==== Data to use ====

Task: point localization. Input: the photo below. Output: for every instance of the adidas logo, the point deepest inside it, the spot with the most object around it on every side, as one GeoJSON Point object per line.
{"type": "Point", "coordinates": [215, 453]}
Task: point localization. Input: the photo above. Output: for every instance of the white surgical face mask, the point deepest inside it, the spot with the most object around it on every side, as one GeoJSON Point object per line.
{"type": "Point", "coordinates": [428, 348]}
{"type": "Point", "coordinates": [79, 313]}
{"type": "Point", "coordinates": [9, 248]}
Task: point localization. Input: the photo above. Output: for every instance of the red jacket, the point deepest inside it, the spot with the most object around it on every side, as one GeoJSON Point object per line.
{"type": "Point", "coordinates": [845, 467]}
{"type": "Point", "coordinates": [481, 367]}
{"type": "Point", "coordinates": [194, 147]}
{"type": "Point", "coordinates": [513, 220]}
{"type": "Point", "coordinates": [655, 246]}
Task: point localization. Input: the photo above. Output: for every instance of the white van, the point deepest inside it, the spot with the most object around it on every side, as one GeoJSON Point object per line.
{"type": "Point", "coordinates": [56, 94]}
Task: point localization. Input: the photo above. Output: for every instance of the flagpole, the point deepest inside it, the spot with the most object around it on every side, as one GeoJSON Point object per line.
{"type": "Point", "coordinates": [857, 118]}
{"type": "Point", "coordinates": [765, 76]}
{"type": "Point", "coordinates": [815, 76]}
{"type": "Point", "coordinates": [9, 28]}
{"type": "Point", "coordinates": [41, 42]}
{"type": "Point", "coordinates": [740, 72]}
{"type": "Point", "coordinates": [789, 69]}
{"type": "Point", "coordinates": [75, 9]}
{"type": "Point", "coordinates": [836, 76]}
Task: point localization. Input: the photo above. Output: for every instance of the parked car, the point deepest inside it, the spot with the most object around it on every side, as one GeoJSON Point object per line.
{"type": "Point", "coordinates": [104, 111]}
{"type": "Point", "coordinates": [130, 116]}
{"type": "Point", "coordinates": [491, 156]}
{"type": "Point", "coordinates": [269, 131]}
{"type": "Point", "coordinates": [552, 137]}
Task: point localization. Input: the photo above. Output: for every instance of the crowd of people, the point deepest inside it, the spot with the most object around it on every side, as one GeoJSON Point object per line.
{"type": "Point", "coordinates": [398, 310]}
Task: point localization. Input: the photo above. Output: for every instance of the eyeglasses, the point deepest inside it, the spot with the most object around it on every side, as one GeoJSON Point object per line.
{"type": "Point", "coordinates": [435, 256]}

====

▶ [Exercise]
Set down, word for word, only the lines running from the line with "of the crowd" to the last line of the listing above. Both of those lines belong in your answer.

▶ [Task result]
Task: point localization. Input: the photo above. Output: for every instance of the crowd of people, the point deepest inside it, the spot with the most object around it on every side, as one GeoJSON Point object per line.
{"type": "Point", "coordinates": [398, 310]}
Task: point localization. Input: the photo above. Output: for every instance of the eyeglasses, the point deepest inside it, the spot with the most object around it on every side, as one GeoJSON Point object per line.
{"type": "Point", "coordinates": [435, 256]}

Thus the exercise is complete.